Write the data out again exactly, with no pictures.

Point labeling dataset excerpts
▽

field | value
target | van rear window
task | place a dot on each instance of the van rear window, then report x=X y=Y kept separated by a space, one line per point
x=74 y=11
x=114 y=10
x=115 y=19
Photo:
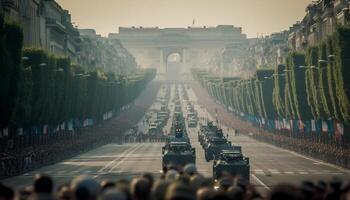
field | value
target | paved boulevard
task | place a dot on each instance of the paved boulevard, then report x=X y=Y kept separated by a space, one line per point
x=269 y=165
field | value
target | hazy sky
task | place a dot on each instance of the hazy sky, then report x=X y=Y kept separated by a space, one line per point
x=254 y=16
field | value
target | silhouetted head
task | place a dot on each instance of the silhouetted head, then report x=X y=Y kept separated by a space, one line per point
x=285 y=192
x=6 y=193
x=140 y=189
x=85 y=188
x=205 y=193
x=180 y=191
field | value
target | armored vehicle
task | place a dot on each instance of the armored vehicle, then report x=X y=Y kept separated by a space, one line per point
x=233 y=162
x=178 y=153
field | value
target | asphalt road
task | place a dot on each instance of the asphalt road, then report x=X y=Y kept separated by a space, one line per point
x=269 y=165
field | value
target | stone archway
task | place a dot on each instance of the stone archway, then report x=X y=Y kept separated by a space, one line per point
x=165 y=54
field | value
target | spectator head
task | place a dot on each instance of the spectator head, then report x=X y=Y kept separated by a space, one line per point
x=85 y=188
x=159 y=189
x=64 y=193
x=197 y=181
x=236 y=193
x=205 y=193
x=285 y=192
x=190 y=169
x=113 y=194
x=6 y=193
x=180 y=191
x=225 y=183
x=140 y=189
x=24 y=193
x=43 y=184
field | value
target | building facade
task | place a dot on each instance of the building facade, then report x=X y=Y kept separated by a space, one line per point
x=45 y=25
x=322 y=19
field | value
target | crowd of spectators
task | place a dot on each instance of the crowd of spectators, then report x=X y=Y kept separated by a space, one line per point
x=173 y=184
x=48 y=149
x=328 y=152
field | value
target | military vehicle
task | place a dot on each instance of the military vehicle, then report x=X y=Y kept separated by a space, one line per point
x=233 y=162
x=192 y=121
x=178 y=153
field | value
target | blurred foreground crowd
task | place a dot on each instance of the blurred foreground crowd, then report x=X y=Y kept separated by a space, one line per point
x=173 y=184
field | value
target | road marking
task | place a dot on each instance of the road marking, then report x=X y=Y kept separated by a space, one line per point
x=125 y=157
x=289 y=172
x=259 y=181
x=275 y=172
x=118 y=157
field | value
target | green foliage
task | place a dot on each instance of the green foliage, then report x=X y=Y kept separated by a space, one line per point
x=37 y=88
x=278 y=90
x=314 y=85
x=11 y=38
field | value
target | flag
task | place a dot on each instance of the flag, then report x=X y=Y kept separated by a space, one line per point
x=276 y=124
x=45 y=129
x=63 y=126
x=20 y=131
x=287 y=126
x=301 y=126
x=313 y=126
x=70 y=125
x=340 y=128
x=324 y=126
x=5 y=132
x=284 y=123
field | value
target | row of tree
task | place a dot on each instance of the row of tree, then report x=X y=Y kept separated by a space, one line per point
x=314 y=85
x=40 y=89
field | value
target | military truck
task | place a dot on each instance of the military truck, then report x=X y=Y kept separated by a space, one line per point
x=178 y=153
x=233 y=162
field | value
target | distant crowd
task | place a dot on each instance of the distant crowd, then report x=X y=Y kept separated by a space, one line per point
x=49 y=149
x=331 y=153
x=328 y=152
x=173 y=184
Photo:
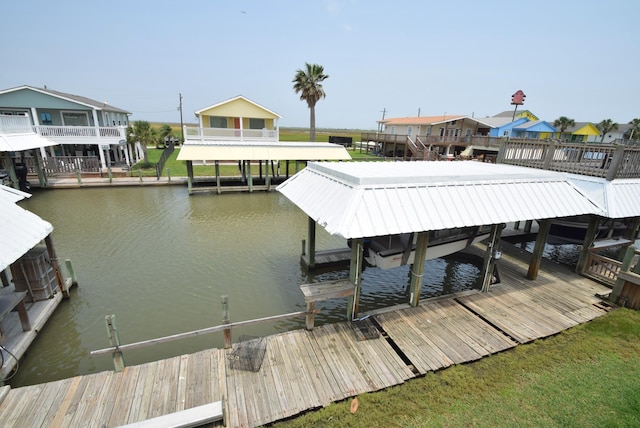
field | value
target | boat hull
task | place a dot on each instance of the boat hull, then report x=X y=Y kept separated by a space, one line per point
x=392 y=254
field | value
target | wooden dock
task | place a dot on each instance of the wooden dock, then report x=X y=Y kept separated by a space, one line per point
x=267 y=379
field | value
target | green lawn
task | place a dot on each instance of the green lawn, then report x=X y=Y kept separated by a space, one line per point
x=588 y=376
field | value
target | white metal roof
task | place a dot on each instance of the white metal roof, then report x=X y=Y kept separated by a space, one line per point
x=19 y=142
x=236 y=150
x=362 y=199
x=20 y=230
x=619 y=198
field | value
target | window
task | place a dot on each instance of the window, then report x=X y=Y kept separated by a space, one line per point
x=73 y=118
x=217 y=122
x=45 y=118
x=256 y=123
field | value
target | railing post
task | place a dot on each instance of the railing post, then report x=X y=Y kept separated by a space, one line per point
x=616 y=163
x=626 y=265
x=225 y=320
x=548 y=158
x=74 y=280
x=114 y=340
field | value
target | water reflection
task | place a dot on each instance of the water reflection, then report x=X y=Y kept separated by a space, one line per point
x=160 y=260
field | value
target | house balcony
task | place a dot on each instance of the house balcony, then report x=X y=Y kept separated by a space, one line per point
x=196 y=135
x=83 y=134
x=104 y=135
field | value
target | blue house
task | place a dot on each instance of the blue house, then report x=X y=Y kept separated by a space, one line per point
x=80 y=126
x=535 y=129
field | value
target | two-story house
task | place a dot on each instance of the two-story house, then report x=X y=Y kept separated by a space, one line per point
x=80 y=126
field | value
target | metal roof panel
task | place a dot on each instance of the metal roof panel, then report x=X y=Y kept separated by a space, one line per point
x=362 y=199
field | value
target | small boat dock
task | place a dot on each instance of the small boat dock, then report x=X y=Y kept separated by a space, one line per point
x=263 y=380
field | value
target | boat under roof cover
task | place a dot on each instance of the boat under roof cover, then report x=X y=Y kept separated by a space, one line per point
x=366 y=199
x=261 y=151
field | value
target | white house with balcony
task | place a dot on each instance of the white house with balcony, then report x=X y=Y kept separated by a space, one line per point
x=80 y=127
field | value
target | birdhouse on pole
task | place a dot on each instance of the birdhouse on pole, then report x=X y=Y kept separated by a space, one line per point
x=517 y=99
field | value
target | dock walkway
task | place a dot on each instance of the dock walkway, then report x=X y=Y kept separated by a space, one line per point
x=295 y=371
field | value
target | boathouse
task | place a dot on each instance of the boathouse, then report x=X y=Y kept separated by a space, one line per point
x=32 y=282
x=360 y=200
x=609 y=175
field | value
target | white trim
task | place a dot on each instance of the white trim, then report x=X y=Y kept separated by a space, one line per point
x=62 y=112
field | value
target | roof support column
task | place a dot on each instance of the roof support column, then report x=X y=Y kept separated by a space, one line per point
x=538 y=249
x=355 y=275
x=491 y=256
x=11 y=169
x=267 y=177
x=189 y=176
x=311 y=232
x=417 y=268
x=218 y=186
x=249 y=177
x=42 y=178
x=589 y=237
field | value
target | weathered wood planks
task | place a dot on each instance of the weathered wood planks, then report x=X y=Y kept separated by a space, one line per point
x=304 y=369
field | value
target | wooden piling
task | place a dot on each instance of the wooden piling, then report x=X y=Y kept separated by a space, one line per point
x=225 y=320
x=417 y=268
x=114 y=340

△

- _RESPONSE BELOW_:
field | value
target | van rear window
task | place a dot on each instance of the van rear window, then report x=X y=Y kept separated by a space, one line per point
x=74 y=11
x=114 y=10
x=115 y=19
Photo:
field | value
target | paved boulevard
task | place a dot on each instance of the paved boulevard, then report x=X y=Y kept separated by a space, one line per point
x=269 y=165
field | value
target | hazy sky
task | place a dot on each instance of the hazy sky, then report x=X y=Y kept separated by a space, one line per point
x=254 y=16
field | value
target | silhouetted head
task | place a dot on each instance of the silhouetted head, then report x=X y=Y kept separated by a space, one line per point
x=285 y=192
x=6 y=193
x=140 y=189
x=85 y=188
x=205 y=193
x=180 y=191
field | value
target | armored vehicle
task | place a dot on each instance of the armored vehicle, then report x=X y=Y kept separated by a space, one line per point
x=233 y=162
x=178 y=153
field | value
target | asphalt road
task | place a dot on each instance of the asphalt road, then report x=X y=Y kept separated by a space, one line per point
x=269 y=165
field | value
target | stone archway
task | place a dot on each instance of the stone archway, then report x=X y=Y kept separated by a space, one line per point
x=165 y=54
field | value
target | spectator head
task | place a dot on each instance of the spectator head, then report x=X y=Y kept separated by a space, one line per point
x=85 y=188
x=159 y=189
x=64 y=193
x=197 y=181
x=236 y=193
x=205 y=193
x=285 y=192
x=190 y=169
x=113 y=194
x=6 y=193
x=180 y=191
x=225 y=183
x=140 y=189
x=24 y=193
x=43 y=184
field | value
target | building facade
task | place a dot on each instance of the building facade, then report x=X y=Y kept separated by a space, one line per point
x=45 y=25
x=322 y=19
field | value
target | crowd of spectators
task | place a dot on each instance of the crowd of spectators, then report x=X y=Y kept separated by a space, one line per point
x=173 y=184
x=48 y=149
x=328 y=152
field | value
target | military vehicle
task | place a dot on each instance of the military vehicle, then report x=X y=Y kept separated by a space, one line per point
x=233 y=162
x=192 y=121
x=178 y=153
field | value
target | blurred foreground crowd
task | place a dot on each instance of the blurred foreground crowd, then report x=X y=Y kept separated by a space, one line per point
x=173 y=184
field | value
target | road marking
task | place a dot on each instance of the road marking, then report x=X y=Y kept separated by a space, one line per point
x=125 y=157
x=289 y=172
x=259 y=181
x=275 y=172
x=118 y=157
field | value
target | green foliage
task | place a dot on each instance of the green foliage, then report x=X y=Y kept separated by a space, one line per point
x=37 y=88
x=278 y=90
x=314 y=85
x=11 y=38
field | value
target | flag
task | place a dot on each instance of the flag, then report x=X y=Y kept separated by a space, one line per point
x=276 y=124
x=45 y=129
x=63 y=126
x=20 y=131
x=287 y=126
x=301 y=126
x=313 y=126
x=70 y=125
x=340 y=128
x=324 y=126
x=5 y=132
x=284 y=123
field | value
target | row of tree
task | place a dot on each instance of the row of tree, then report x=X y=Y kept separated by a space, one line per point
x=314 y=85
x=40 y=89
field | value
target | military truck
task | place a dot on each instance of the military truck, then report x=X y=Y kept separated by a space, one line per point
x=178 y=153
x=233 y=162
field | value
target | distant crowd
task | place a dot on each instance of the distant crowd, then report x=X y=Y kept separated by a space, one line per point
x=49 y=149
x=331 y=153
x=328 y=152
x=173 y=184
Photo:
field | value
target | boat hull
task | place a dot on each instance of the boat hull, then report x=X y=Y kept separated by a space, one line per point
x=392 y=254
field | value
target | wooden dock
task | place a dot on each instance of the wooden dock, then report x=X y=Y kept separated by a space, one line per point
x=267 y=379
field | value
target | green lawn
task | place a dot on each instance of the green lawn, then report x=X y=Y kept separated by a space, one line per point
x=588 y=376
field | value
target | white metal roof
task | place a dot on each instance of the white metal roof, then report x=X y=Y kept separated by a space, one line per point
x=19 y=142
x=236 y=150
x=362 y=199
x=20 y=230
x=619 y=198
field | value
target | window
task | place a dot on each instance of the window, then report x=X y=Y kept separated by a space, one line per point
x=73 y=118
x=217 y=122
x=45 y=118
x=256 y=123
field | value
target | railing post
task | place a dot on each instance of the railing post, then report x=X y=Y kept separated by a space, one line per point
x=616 y=163
x=626 y=265
x=225 y=320
x=548 y=158
x=74 y=280
x=114 y=340
field | value
target | water reflection
task | place a dot on each instance of the water reflection, then report x=X y=Y kept separated by a space, one line per point
x=160 y=260
field | value
target | house balcony
task | place a dot on each instance of the house balcony, then report x=X y=Y kept separated by a space, one line per point
x=196 y=135
x=83 y=134
x=104 y=135
field | value
target | blue house
task | place a dot on each instance of the blue house, then report x=X y=Y kept separated by a space, one line per point
x=80 y=126
x=535 y=129
field | value
target | two-story house
task | place a dot on each instance of the two-story house, then report x=X y=Y kept separated by a space, one line per point
x=80 y=126
field | value
target | metal roof panel
task | place a dot on each instance of the metal roof panel, then report x=X y=Y kept separated by a space, one line per point
x=362 y=199
field | value
target | small boat dock
task | place a dot on each instance of the small boat dock, then report x=X y=Y kept separated by a space, one line per point
x=263 y=380
field | value
target | boat under roof cover
task | place a dot on each instance of the boat under roof cover, then report x=X y=Y kept separated by a space, one line per point
x=366 y=199
x=261 y=151
field | value
target | white house with balcony
task | place a dot on each instance of the white house with balcony, then report x=X y=Y kept separated by a space, one line per point
x=80 y=127
field | value
target | birdhouse on pole
task | place a dot on each instance of the birdhouse on pole, then report x=X y=Y kept separated by a space, one line per point
x=517 y=99
field | value
target | dock walkway
task | place a dot on each instance of the dock walkway, then report x=X y=Y kept separated by a space, one line per point
x=295 y=371
field | value
target | boathouse
task | place a dot on each instance of the boathouse, then report x=X y=Y kept separated by a space, one line per point
x=32 y=282
x=360 y=200
x=609 y=175
field | value
target | white trim
task | place a dot on each instance of the white trim, then report x=X y=Y kept separated by a space, one line per point
x=62 y=112
field | value
target | roof support column
task | place a dot on each instance of the roof support column, then report x=X y=Y kept separated by a space, one line per point
x=538 y=249
x=355 y=275
x=491 y=256
x=11 y=169
x=267 y=177
x=189 y=176
x=311 y=232
x=417 y=268
x=218 y=186
x=249 y=177
x=42 y=178
x=589 y=237
field | value
target | weathered wood planks
task | place a dot on each instance of the weathered wood planks, then report x=X y=Y kept separated by a space, one line per point
x=304 y=369
field | value
target | wooden piling
task | place a dot on each instance of the wooden piling, then report x=X y=Y kept separated by a space, one line per point
x=225 y=320
x=417 y=268
x=114 y=340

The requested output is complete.